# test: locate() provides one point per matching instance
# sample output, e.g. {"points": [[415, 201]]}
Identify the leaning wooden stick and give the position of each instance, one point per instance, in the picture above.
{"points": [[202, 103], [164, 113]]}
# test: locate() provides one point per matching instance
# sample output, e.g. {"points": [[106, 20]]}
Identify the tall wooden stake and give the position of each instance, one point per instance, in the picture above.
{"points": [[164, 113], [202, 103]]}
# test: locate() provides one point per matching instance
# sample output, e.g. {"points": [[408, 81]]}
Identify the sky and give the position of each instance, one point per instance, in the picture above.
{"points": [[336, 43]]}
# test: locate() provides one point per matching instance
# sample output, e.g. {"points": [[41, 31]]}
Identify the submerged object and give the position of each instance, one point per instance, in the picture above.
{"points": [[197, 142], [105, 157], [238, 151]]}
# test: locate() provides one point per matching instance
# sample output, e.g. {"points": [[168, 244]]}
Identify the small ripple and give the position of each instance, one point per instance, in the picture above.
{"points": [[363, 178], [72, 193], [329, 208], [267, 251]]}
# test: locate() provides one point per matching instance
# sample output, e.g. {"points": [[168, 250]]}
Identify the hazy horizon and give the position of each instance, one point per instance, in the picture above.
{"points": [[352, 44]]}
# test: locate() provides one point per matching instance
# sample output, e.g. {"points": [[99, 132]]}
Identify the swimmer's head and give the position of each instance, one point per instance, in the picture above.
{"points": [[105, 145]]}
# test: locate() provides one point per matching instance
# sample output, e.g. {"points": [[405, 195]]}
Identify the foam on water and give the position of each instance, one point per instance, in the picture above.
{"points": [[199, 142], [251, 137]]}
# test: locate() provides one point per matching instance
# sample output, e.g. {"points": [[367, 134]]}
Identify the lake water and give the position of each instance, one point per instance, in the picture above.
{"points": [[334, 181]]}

Task objective »
Above are the records; retype every one exactly.

Complete response »
# test: locate() provides one point per matching instance
# sample output, e.g. {"points": [[415, 201]]}
Identify the leaning wooden stick and give the position of each instance, one point per instance, in the picture above.
{"points": [[202, 103], [164, 113]]}
# test: locate() provides one point per matching instance
# sample output, e.g. {"points": [[106, 20]]}
Identify the tall wooden stake and give the position of each instance, one point per instance, in the picture above.
{"points": [[164, 113], [202, 103]]}
# test: locate() provides one point per matching instance
# sample output, e.g. {"points": [[408, 81]]}
Identify the sky and give the position of each instance, one point per instance, in the picture above.
{"points": [[336, 43]]}
# test: locate() provides one point per matching instance
# sample output, e.g. {"points": [[41, 31]]}
Identify the submerged object and give the position of each instance, one point per instance, in the picture above.
{"points": [[197, 142], [105, 157], [238, 151]]}
# test: locate() provides one point per matching instance
# sample output, e.g. {"points": [[168, 244]]}
Identify the small ripple and give the position of each instance, one point per instance, in the picture above.
{"points": [[363, 178], [72, 193], [329, 208], [267, 251]]}
# test: locate() provides one point per matching instance
# sample output, e.g. {"points": [[168, 250]]}
Identify the hazy horizon and give the position of each instance, one point per instance, in the picture above.
{"points": [[352, 44]]}
# test: locate() provides one point per matching instance
# sample output, e.g. {"points": [[99, 132]]}
Identify the swimmer's head and give the position of each instance, one point per instance, in the picture above.
{"points": [[105, 145]]}
# test: locate() provides one point per matching instance
# sample output, e.g. {"points": [[405, 195]]}
Identify the foam on water and give the position of each instance, one point per instance, in the picture above.
{"points": [[199, 142], [251, 137]]}
# test: locate() provides one point per matching instance
# sample output, e.g. {"points": [[367, 134]]}
Identify the lake water and give the position of each instance, one point per instance, in the picture above.
{"points": [[334, 181]]}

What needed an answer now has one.